Task to carry out - For every line in the data below, check for the word "dump", then state how many lines have it. Answer with the number only.
[[ Input data, beginning ]]
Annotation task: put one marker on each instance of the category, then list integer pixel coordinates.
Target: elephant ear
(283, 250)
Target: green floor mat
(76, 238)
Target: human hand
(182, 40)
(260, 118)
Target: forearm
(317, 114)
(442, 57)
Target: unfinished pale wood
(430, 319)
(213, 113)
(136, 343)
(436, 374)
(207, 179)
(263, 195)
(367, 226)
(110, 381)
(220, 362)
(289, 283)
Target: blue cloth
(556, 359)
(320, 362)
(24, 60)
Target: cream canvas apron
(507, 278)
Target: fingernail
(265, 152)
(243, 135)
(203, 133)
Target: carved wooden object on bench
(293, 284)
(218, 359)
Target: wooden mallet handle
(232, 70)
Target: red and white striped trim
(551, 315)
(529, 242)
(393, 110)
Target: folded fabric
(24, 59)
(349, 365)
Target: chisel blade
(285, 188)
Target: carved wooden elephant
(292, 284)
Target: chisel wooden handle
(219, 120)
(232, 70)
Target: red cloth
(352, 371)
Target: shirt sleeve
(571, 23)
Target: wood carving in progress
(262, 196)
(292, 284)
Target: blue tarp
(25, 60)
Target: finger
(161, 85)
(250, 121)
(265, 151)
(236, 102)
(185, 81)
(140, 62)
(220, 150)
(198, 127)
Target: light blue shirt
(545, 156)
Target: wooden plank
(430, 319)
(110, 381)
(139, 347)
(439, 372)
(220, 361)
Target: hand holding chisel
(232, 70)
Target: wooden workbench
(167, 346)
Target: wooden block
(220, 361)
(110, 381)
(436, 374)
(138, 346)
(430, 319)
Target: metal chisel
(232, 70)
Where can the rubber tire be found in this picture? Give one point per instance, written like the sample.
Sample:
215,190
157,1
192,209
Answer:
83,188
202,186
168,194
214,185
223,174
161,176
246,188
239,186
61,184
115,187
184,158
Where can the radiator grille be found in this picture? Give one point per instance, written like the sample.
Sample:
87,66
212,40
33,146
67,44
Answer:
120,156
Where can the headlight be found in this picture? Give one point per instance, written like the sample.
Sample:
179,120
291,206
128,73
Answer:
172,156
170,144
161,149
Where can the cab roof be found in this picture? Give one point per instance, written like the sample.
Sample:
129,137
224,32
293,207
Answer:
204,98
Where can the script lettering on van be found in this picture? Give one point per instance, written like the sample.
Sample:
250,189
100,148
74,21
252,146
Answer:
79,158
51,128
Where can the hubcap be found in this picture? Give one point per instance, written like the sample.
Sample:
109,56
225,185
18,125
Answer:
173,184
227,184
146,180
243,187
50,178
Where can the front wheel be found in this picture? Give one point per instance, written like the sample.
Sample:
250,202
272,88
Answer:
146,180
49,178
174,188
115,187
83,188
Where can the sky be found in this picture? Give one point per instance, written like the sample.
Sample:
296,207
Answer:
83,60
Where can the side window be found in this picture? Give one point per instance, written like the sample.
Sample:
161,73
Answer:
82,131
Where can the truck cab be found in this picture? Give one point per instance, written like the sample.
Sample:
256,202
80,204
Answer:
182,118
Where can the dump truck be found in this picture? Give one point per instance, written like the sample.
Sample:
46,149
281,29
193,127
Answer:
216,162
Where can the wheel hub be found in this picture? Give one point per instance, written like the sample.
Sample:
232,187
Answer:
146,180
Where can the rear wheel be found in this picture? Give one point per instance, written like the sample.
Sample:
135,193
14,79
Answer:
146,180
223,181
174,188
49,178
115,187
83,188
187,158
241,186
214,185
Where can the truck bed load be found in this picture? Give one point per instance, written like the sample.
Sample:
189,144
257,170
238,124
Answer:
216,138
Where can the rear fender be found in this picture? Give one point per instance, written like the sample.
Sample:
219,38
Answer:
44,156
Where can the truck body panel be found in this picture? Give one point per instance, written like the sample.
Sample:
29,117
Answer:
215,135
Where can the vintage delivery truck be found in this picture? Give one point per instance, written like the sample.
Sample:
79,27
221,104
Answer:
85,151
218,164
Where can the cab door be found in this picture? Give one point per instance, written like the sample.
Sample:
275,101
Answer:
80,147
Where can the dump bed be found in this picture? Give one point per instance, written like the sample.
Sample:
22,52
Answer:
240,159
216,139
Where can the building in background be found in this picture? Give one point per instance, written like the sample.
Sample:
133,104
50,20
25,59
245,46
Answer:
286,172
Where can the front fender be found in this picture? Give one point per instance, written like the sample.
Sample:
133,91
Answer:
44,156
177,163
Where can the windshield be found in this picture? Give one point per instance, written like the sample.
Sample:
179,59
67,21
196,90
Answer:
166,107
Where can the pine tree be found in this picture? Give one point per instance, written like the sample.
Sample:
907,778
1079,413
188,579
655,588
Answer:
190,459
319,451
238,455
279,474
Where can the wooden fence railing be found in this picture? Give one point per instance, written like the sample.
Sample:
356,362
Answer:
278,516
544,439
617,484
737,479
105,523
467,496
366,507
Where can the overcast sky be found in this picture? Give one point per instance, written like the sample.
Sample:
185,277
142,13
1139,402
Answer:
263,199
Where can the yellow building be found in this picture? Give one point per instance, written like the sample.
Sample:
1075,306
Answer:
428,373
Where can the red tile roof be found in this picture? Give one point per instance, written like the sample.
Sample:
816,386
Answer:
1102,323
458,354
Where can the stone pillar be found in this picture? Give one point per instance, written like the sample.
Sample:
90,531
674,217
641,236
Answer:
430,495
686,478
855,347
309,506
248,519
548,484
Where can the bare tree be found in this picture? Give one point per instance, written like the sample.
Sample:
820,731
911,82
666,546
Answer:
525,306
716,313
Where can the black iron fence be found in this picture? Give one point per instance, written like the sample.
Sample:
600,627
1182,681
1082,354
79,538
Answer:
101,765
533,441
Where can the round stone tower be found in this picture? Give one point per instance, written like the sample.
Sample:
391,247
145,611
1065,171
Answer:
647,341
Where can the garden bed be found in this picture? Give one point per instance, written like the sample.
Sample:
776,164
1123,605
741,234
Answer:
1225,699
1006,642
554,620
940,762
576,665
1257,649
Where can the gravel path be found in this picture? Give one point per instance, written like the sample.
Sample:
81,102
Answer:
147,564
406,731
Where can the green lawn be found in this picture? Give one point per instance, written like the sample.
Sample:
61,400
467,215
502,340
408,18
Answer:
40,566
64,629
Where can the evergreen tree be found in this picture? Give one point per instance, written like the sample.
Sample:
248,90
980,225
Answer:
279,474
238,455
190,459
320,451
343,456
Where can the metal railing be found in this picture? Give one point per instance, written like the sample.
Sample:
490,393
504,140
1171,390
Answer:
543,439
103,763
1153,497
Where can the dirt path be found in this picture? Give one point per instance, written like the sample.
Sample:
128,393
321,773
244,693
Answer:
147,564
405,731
[[ Input data, end ]]
Written response - 2